__What you need to do__
Type the data below again exactly. Omit all pictures.

__Data for this exercise__
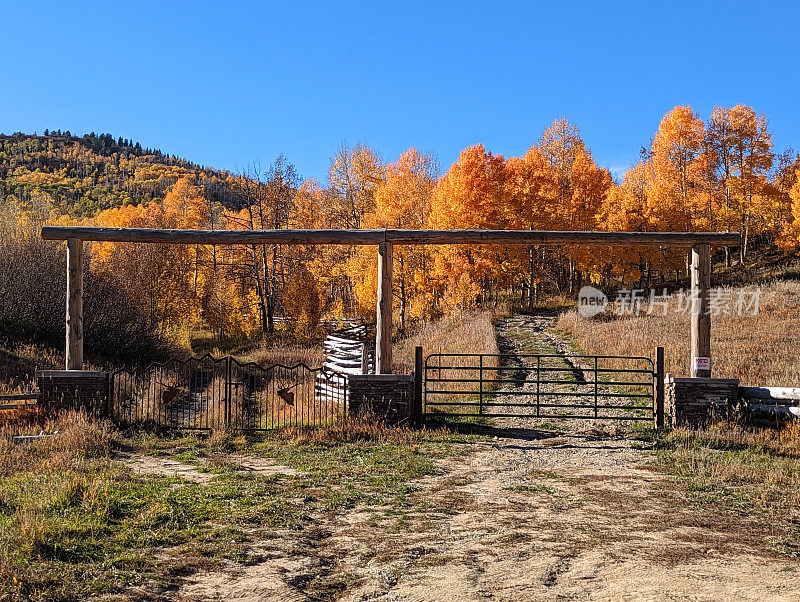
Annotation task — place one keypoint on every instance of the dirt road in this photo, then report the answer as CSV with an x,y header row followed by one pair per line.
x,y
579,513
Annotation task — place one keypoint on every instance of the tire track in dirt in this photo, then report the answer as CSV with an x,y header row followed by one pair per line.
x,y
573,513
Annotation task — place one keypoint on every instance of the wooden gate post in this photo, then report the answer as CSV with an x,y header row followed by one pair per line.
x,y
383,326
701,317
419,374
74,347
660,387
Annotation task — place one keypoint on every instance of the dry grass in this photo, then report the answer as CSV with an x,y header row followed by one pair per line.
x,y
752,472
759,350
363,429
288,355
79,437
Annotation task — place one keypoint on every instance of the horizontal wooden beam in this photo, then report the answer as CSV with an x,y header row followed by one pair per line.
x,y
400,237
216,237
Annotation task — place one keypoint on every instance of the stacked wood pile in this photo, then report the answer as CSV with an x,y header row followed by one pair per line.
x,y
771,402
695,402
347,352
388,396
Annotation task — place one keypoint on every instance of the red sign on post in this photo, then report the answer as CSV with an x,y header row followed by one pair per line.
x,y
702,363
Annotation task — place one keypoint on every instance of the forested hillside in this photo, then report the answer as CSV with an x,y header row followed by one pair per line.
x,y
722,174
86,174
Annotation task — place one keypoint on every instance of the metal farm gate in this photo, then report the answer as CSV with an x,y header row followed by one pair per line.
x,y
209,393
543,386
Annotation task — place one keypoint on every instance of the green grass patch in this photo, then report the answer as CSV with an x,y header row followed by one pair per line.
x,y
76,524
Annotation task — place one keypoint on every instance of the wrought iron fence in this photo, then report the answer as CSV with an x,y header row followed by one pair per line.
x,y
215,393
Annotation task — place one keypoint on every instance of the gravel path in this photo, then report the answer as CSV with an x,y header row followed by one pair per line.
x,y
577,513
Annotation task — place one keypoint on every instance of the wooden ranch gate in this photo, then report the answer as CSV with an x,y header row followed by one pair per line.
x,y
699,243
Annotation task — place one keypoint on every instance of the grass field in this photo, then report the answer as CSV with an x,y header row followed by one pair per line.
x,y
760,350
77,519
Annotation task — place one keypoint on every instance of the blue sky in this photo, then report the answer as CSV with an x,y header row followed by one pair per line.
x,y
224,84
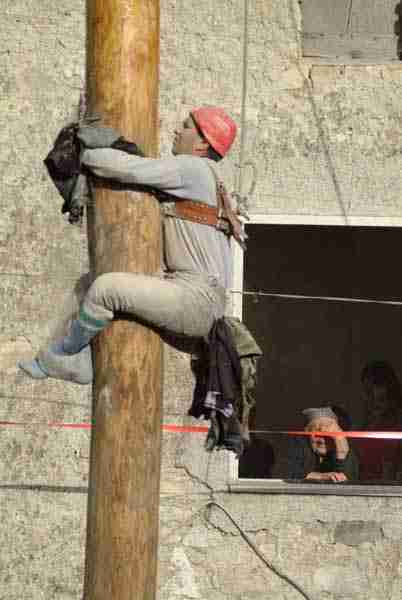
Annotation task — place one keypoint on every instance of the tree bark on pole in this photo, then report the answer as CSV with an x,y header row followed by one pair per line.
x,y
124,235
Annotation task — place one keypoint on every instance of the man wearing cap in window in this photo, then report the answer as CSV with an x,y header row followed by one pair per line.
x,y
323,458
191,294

__Task result__
Annotation task — place one keypoint on every instance of the dirt road in this photo, then report the answer as CSV with an x,y header row followed by one pair per line.
x,y
579,513
Annotation task — place one keypoint on every instance of the tire track in dirt in this photo, then report the answer as CSV with an x,y header row followed by one pair per line.
x,y
573,513
Annotation task — place one keypoint on every instance of the wooden gate post in this photo, then report the answer as CSV with an x,y header row followed by one pair per line.
x,y
383,326
701,317
419,374
74,347
660,387
Annotation task — place one keypoint on every instance of the dry grass in this photo, then report the answer as CSV with an x,y header row followed by one pair per line.
x,y
752,472
759,350
363,429
288,355
79,437
Annotation task — place one keypoint on every instance of the horizontal wooden beam in this photo, then report the answer as CSV with an x,y header row followed by one pair per line.
x,y
400,237
216,237
Annotation task — place one keypoint on every instance of the stacked wood pile in this photo, then report the answer as CSV with an x,y header row followed by one pair per line.
x,y
771,402
695,402
347,352
388,396
Annotation task — place one keypoint on every instance of the red sign on post in this photo, then report the answer as CSV with an x,y header row followed by one pair per line.
x,y
702,363
Annotation task — place one keypoint on every instance of the forested hillside in this photo, then report the answer as CSV with an x,y header row followed by one pair per line.
x,y
722,174
86,174
Annotation task — place one keypoint on every instance of the metal farm gate in this photo, then report the answer as CSV with an x,y header row followed by one pair per line.
x,y
209,393
543,386
Annotation task — place one keypoint on every instance of the green grass patch in this photo, then report the answer as CSV with an x,y header row followed by one pair per line.
x,y
76,524
Annotation task — place one keypoint on every instance of the wrought iron fence in this photo, then report the answer as CSV with an x,y header row followed by one pair per line.
x,y
215,393
Annotation task — place one keypoint on every instance of the gravel path in this photo, then report the answer as CSV with an x,y header row followed by one pair per line.
x,y
577,513
Annotation task — place one keypoint on every instance of the wooden ranch gate in this photo, then report the answer as CSV with an x,y header row followed by one pair per line.
x,y
699,243
Annotation task — place one keypoint on every instance of the grass field in this photo, then report the answer as CSV with an x,y header row followed by one pair per line.
x,y
760,350
77,519
Annotation task — place one keypoint on every instance of the blue sky in this photo, then report the answer as CSV with an x,y header row followed by one pair per line.
x,y
224,84
Annotation task — place one keypoint on every instance of the tree bark on pole in this photo, then report the answer as CSV with an x,y header row followed by one pair per line.
x,y
124,235
Annotation task — place one keypoint on every instance of the man wearing cap in window in this photo, then report the answer as CSV with an x,y header row followed by one pair per line.
x,y
323,458
191,294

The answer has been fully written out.